__Exercise aim__
Recast the records below as a JSON list of strings, one string per line, covering only the part that opens with the line containing "Could you please spot the decorative" and runs through the end of the records. Leave out any blank lines.

Records from a point labeling set
####################

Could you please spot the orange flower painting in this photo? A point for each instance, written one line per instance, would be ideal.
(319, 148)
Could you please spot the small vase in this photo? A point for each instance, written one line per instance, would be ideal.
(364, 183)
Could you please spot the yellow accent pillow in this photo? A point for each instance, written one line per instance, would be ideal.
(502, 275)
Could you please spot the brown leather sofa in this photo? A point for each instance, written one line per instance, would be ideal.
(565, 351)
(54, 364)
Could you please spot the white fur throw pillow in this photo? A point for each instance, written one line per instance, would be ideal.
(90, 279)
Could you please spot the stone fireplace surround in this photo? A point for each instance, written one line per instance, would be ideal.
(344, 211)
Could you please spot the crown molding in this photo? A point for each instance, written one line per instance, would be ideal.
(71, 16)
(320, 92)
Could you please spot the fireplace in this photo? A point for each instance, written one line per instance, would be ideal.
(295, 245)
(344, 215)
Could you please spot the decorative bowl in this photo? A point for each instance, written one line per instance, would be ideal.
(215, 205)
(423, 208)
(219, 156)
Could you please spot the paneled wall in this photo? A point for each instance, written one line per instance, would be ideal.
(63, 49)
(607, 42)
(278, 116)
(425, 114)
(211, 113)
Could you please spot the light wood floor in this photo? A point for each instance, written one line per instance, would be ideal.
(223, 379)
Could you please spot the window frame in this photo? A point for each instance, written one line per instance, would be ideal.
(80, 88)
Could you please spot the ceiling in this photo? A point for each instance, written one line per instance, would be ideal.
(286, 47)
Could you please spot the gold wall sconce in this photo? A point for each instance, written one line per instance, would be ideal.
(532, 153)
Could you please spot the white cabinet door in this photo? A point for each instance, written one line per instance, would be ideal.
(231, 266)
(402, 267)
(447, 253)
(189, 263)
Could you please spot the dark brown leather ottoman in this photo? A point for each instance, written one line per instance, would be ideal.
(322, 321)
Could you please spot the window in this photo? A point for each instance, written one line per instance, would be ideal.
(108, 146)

####################

__Task output__
[
  "Could you please spot the decorative bowl in this photo? A point for each instance, written one line per instance, would be ideal.",
  "(215, 205)",
  "(423, 208)",
  "(219, 156)",
  "Could you please spot the paneled wall in this photo? A point for each instance, written one line per instance, would be ideal.",
  "(63, 49)",
  "(607, 42)",
  "(278, 116)",
  "(425, 114)",
  "(211, 113)",
  "Could you please spot the light wood floor in this photo? A point for each instance, written one line per instance, would be ideal.",
  "(223, 379)",
  "Could you please spot the window frame in this photo? A point for each instance, written one line per instance, would be ideal.",
  "(80, 88)",
  "Could you please spot the ceiling in this photo? A point for each instance, written one line per instance, would be ideal.",
  "(286, 47)",
  "Could you please spot the gold wall sconce in this photo? A point for each instance, written one line per instance, would be ideal.",
  "(532, 153)",
  "Could you please spot the white cabinet door in this photo? A point for each instance, written one line per instance, would be ideal.",
  "(231, 266)",
  "(402, 267)",
  "(447, 253)",
  "(189, 263)",
  "Could you please spot the dark brown leather ottoman in this photo? A point for each instance, written one line per instance, would be ideal.",
  "(322, 321)",
  "Could you please spot the window in this photo? A point for each instance, written one line per instance, would be ideal.",
  "(108, 146)"
]